» Task to complete: What follows is a set of records; repeat them exactly, without the pictures.

=== The input ===

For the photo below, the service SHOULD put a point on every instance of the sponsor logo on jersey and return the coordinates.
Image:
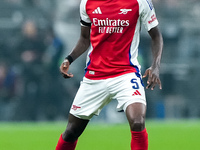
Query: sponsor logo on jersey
(136, 93)
(124, 11)
(97, 11)
(74, 107)
(153, 18)
(110, 25)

===

» Task output:
For the photo below, the service SHOULD put a point on every instance of the sponsor logo on jersey and return the coordinates.
Image:
Query: sponsor logo on jersey
(136, 93)
(124, 11)
(97, 11)
(74, 107)
(153, 18)
(110, 25)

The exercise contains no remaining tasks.